> **Supplied text**
= Beginning of Section =

The award winning Lewa Wildlife Conservancy is one of Kenya’s leaders in wildlife conservation, sustainable development and responsible tourism. A UNESCO World Heritage Site, Lewa is a sanctuary for black and white rhinos.
Having started out in 1983 as the Ngare Sergoi Rhino Sanctuary with an area of only 5,000 acres, Lewa Wildlife Conservancy was expanded and rebranded in 1995. The conservancy has grown as its wildlife has increased and, in 2014, Lewa and neighbouring Borana Conservancy agreed to remove the fence between them, thus forming a 93,000-acre rhino sanctuary.
Lewa is home to all the big cats, African wild dogs and the big five, as well as the northern big five found only in dry terrain: reticulated giraffe, Grevy’s zebra, Somali ostrich, Beisa oryx and the gerenuk. The conservancy runs multiple conservation projects such as monitoring resident rhinos and Grevy’s zebras, predator research, rangelands improvement, regular game counts and research into diseases. Lewa also has a number of programmes that aim to benefit local communities through access to education and reduction in poverty, in such areas as healthcare, water management, forestry and micro credit funding.

= End of Section =

> **Exercise 1**
Answer these questions from the passage on the Lewa Wildlife Conservancy.
(a) Under what name did the conservancy begin in 1983?
(b) How large is the rhino sanctuary formed once the fence with Borana Conservancy came down?
(c) Which five animals make up the northern big five?
> **Exercise 2**
Print the part of the passage on the Lewa Wildlife Conservancy that begins with the words containing "The award winning" and ends with "and white rhinos.".

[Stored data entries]

= Beginning of Section =

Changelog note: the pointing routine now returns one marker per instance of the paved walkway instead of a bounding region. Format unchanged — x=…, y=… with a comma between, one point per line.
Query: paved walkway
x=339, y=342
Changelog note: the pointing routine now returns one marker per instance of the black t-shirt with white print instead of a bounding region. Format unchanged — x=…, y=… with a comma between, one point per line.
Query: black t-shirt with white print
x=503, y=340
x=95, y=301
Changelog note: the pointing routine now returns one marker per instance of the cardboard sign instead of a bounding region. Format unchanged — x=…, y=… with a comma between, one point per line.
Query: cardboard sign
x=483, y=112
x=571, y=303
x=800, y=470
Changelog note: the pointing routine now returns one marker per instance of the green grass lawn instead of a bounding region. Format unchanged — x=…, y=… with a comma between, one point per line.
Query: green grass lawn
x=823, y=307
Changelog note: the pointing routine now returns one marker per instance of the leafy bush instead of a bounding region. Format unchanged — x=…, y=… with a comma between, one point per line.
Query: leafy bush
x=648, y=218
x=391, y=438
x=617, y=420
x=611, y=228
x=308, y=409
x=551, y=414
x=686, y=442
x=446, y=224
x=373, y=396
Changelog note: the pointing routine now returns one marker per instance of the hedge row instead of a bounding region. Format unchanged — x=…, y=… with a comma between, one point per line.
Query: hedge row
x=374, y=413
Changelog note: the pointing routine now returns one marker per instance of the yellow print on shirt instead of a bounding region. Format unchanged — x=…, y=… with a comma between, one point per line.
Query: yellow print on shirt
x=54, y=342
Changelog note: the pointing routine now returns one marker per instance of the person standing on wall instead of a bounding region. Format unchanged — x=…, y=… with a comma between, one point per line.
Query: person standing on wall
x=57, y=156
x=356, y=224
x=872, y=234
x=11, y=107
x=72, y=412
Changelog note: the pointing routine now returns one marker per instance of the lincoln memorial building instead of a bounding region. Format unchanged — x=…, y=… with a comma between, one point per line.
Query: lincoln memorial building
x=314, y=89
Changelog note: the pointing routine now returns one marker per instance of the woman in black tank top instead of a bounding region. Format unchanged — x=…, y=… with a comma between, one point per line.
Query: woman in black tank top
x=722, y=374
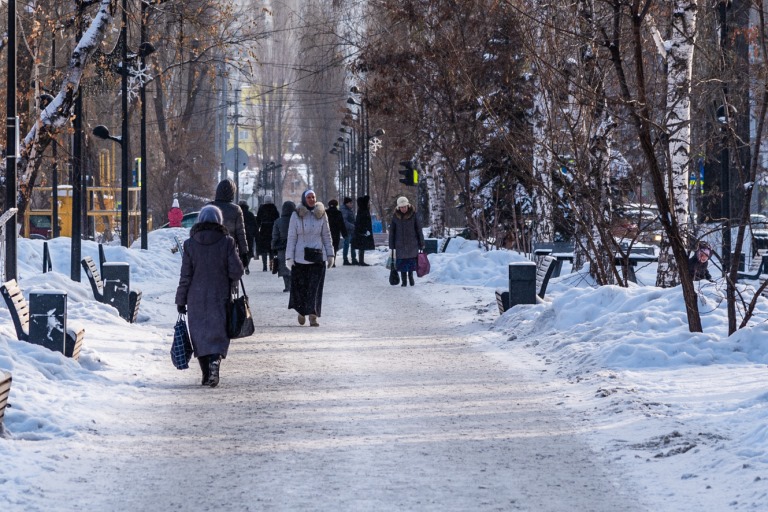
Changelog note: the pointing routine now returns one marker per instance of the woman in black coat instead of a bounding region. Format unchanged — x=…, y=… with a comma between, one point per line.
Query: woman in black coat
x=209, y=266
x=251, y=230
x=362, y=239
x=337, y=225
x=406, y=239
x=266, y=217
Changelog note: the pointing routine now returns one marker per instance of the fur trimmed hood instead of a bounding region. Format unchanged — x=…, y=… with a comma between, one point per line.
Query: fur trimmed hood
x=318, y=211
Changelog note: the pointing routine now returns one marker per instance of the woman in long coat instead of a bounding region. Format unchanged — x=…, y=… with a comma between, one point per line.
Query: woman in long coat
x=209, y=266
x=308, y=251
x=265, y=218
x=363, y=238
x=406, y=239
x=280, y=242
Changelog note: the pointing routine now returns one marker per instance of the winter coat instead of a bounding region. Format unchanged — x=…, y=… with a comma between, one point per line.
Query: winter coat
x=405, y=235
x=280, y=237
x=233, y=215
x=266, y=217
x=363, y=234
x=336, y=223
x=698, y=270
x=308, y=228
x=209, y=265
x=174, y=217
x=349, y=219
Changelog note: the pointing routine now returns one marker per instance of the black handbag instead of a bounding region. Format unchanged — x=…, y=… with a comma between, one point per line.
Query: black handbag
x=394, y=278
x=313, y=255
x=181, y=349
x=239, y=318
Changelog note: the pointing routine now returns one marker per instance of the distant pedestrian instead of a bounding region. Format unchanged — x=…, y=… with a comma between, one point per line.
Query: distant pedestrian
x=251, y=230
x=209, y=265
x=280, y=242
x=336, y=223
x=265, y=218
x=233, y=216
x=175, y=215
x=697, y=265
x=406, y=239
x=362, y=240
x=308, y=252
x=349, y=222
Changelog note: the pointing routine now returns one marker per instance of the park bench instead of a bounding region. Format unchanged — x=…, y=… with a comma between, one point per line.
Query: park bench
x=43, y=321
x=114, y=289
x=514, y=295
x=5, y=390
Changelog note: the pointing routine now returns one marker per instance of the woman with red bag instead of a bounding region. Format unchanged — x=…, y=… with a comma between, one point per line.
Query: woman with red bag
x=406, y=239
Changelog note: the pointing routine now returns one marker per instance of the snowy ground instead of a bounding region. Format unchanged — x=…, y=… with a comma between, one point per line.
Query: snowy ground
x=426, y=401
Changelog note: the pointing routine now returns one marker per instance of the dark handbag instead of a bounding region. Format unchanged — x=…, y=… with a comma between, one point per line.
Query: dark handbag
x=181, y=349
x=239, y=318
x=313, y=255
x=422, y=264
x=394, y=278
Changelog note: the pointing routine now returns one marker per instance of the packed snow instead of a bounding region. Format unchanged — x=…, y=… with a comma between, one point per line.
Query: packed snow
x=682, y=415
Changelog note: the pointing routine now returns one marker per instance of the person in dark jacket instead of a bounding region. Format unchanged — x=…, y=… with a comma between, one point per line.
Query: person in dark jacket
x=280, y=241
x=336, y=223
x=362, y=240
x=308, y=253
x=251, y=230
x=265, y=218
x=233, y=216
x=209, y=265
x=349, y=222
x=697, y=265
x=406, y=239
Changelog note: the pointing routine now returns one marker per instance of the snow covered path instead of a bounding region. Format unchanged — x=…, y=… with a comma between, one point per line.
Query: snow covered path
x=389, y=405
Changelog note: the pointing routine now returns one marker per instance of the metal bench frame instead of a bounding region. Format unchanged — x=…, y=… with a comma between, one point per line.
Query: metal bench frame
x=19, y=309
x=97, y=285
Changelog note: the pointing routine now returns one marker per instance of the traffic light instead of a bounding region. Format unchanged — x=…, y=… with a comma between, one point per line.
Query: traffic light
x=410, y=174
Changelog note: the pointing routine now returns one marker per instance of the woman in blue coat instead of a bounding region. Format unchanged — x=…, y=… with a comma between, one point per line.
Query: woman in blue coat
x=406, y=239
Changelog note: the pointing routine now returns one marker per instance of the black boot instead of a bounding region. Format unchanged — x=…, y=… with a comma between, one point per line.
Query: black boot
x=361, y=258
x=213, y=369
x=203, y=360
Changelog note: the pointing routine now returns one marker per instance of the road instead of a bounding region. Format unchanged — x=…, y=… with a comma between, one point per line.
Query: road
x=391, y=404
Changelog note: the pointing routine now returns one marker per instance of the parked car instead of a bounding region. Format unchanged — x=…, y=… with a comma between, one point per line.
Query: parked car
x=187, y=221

= End of Section =

> **Task response 1**
(a) The Ngare Sergoi Rhino Sanctuary
(b) 93,000 acres
(c) Reticulated giraffe, Grevy’s zebra, Somali ostrich, Beisa oryx and the gerenuk

> **Task response 2**
The award winning Lewa Wildlife Conservancy is one of Kenya’s leaders in wildlife conservation, sustainable development and responsible tourism. A UNESCO World Heritage Site, Lewa is a sanctuary for black and white rhinos.